**Passage to read**:
_ _ _ _ _ _ _

One more landfall card worth mentioning is Seer's Sundial. This artifact costs four mana and doesn't do anything until you play a land. The landfall trigger is that you can pay 2 mana and you get to draw a card. Normally I don't play Seer's Sundial but I expect this deck to have more mana than it knows what to do with. Turning two extra mana into card draw seems pretty good for the late game and if I'm lucky that could be four mana and two cards, as I get an extra land drop with my commander on the field.

You'd probably also run Rampaging Baloths, which give you 4/4 Beast creature tokens when you get a landfall trigger, and Scute Swarm, which reproduce like crazy. You could even combine a landfall strategy with land creatures (lands that can become creatures) if you really want to get janky, but this game plan is probably going to be a mid-to-high powered strategy depending upon how highly tuned your deck is.

_ _ _ _ _ _ _

**Point-based annotation data**:
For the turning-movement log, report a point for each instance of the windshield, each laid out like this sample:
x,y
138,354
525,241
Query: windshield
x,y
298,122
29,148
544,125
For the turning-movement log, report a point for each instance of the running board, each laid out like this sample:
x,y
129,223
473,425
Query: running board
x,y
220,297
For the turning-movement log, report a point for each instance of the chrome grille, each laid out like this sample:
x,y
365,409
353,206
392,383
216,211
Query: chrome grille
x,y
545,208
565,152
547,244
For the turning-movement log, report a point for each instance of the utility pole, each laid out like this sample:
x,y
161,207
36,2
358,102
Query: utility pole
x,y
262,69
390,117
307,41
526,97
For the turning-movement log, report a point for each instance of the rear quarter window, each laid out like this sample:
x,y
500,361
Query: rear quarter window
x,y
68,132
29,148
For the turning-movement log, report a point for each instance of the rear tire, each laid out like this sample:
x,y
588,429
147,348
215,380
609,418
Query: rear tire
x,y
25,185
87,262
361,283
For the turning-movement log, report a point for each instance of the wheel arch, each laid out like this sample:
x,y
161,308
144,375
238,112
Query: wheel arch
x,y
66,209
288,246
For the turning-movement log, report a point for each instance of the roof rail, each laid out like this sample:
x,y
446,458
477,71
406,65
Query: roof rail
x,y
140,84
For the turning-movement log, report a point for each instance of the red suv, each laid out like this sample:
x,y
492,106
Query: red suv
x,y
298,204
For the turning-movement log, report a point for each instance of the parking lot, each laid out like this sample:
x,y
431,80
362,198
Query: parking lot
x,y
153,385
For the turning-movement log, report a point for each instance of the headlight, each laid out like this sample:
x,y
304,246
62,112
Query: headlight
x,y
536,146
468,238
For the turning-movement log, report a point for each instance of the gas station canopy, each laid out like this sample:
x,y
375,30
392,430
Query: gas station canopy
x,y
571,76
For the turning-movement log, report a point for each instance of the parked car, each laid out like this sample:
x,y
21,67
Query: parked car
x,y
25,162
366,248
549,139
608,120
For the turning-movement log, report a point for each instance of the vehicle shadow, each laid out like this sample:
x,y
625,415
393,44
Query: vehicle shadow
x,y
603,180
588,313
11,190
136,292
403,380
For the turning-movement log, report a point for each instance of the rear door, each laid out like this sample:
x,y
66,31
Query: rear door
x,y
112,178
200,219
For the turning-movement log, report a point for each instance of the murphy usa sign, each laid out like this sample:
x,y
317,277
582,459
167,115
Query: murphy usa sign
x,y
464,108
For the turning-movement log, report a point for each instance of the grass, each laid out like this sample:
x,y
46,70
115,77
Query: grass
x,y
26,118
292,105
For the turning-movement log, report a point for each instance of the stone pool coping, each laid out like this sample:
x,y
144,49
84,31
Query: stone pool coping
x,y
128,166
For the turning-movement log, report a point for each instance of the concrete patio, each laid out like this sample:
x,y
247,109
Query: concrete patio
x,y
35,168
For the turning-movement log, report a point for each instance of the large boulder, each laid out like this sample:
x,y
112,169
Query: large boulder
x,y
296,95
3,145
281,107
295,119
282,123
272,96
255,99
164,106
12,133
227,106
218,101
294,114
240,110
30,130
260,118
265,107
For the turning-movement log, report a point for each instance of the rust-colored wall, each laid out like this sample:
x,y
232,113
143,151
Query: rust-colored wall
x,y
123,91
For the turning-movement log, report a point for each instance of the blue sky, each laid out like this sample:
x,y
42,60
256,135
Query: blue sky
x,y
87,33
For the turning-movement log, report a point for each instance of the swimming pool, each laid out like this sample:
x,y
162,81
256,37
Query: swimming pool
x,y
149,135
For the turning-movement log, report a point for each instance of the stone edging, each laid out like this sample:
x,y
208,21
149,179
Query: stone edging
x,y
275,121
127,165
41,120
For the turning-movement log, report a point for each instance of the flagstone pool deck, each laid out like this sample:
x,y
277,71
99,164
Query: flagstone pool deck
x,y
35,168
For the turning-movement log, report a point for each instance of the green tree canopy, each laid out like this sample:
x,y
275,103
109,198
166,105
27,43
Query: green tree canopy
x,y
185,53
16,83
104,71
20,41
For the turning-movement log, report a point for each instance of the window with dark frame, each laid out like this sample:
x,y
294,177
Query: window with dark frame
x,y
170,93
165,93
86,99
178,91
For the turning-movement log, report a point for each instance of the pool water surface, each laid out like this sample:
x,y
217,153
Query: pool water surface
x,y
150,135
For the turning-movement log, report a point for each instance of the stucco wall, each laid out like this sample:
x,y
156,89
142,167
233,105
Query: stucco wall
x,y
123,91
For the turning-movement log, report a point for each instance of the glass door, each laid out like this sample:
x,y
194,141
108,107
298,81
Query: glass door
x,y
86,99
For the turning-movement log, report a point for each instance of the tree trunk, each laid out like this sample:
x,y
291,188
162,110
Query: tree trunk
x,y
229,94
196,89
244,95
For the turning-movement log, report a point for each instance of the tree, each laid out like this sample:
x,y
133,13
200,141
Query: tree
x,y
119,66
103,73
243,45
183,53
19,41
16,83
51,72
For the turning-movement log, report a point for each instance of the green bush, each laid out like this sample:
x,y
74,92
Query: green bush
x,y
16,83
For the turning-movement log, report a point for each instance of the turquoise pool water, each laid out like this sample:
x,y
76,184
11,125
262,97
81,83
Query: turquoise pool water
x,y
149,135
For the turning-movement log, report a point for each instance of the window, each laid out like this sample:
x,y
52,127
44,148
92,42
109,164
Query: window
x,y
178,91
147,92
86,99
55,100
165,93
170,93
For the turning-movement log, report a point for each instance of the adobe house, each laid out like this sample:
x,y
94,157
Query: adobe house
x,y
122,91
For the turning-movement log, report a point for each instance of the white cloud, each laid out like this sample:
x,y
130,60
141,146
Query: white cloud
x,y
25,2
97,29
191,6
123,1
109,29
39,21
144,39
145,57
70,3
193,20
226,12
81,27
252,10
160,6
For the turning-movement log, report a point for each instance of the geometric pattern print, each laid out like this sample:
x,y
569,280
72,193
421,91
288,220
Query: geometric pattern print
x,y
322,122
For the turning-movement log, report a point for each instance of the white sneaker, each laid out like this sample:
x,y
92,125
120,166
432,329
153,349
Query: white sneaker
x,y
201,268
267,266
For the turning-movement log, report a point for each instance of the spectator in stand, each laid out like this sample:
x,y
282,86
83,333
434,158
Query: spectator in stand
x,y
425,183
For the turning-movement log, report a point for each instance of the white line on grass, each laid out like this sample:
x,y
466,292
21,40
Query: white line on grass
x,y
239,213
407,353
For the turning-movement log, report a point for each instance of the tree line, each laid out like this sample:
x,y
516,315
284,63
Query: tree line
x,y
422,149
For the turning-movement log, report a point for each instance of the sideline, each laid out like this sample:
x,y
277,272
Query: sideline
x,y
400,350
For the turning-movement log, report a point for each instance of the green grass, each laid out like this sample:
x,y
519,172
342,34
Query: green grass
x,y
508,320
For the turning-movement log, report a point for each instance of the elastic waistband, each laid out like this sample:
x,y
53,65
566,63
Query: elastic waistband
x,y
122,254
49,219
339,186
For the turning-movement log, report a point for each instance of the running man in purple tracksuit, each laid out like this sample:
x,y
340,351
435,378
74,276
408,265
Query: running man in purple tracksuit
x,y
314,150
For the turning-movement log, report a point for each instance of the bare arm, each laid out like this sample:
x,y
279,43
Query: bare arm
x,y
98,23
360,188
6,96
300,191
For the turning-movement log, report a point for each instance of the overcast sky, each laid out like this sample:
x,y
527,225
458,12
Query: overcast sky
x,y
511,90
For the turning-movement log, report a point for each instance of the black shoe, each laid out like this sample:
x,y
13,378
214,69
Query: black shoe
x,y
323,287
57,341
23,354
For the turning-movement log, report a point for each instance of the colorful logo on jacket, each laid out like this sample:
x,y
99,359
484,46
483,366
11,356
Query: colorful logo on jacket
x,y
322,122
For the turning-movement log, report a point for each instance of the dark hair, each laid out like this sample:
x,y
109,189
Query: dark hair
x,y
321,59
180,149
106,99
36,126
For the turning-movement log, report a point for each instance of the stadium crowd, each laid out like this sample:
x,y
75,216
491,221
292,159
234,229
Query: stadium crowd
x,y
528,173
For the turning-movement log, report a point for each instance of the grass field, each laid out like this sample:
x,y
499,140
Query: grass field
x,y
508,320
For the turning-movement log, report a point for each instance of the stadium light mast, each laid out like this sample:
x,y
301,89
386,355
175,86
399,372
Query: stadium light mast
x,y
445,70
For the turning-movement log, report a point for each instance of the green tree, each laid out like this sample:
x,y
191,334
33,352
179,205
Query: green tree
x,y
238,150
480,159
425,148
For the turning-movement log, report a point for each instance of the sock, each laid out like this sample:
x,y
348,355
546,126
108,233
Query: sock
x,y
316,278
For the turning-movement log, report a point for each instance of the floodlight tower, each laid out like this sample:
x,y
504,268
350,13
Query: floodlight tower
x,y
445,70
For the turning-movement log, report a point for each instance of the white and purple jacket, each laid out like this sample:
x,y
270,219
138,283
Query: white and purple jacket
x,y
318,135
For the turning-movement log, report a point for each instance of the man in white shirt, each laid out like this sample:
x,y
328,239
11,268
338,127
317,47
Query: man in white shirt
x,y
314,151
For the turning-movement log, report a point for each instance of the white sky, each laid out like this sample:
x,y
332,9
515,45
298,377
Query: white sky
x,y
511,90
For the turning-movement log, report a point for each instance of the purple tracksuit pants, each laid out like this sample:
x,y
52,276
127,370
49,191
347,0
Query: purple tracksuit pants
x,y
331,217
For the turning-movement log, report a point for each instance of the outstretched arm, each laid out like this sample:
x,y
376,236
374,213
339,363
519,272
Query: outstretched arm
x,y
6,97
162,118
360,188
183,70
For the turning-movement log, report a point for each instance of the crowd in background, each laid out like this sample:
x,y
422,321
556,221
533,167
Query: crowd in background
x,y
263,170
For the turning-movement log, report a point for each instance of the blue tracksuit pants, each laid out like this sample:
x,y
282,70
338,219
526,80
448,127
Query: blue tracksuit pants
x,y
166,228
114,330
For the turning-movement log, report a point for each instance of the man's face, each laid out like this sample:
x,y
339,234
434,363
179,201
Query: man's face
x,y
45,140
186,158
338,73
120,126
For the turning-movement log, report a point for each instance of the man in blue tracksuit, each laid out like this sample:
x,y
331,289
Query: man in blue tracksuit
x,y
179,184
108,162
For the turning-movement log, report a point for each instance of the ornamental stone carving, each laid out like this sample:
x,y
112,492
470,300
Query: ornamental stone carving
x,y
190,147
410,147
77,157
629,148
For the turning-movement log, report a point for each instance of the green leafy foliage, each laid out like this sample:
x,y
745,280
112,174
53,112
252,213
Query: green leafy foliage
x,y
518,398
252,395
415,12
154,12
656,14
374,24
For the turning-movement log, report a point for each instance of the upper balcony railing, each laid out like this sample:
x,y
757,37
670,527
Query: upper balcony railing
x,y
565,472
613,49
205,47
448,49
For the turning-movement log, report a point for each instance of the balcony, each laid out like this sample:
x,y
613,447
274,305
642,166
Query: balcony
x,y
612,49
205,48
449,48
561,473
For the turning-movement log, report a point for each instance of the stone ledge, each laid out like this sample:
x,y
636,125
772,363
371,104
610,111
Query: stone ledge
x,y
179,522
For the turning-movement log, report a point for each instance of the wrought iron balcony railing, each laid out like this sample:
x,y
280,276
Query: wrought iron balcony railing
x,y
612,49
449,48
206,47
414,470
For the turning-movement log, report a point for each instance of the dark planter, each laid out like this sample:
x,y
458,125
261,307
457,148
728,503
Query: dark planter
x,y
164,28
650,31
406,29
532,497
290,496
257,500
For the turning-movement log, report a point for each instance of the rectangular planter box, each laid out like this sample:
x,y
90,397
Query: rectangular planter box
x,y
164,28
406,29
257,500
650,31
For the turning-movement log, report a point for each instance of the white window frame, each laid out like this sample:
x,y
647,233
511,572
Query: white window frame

_ _ _ _ _ _ _

**Exercise**:
Decide whether each of these statements agrees with the passage on landfall cards, answering yes or no and quoting the words of the passage that decide it. 1. Seer's Sundial costs four mana. 2. The writer usually plays Seer's Sundial. 3. Rampaging Baloths give you 3/3 Beast creature tokens.

**Written response**:
1. Yes: "This artifact costs four mana"
2. No: "Normally I don't play Seer's Sundial"
3. No: "which give you 4/4 Beast creature tokens"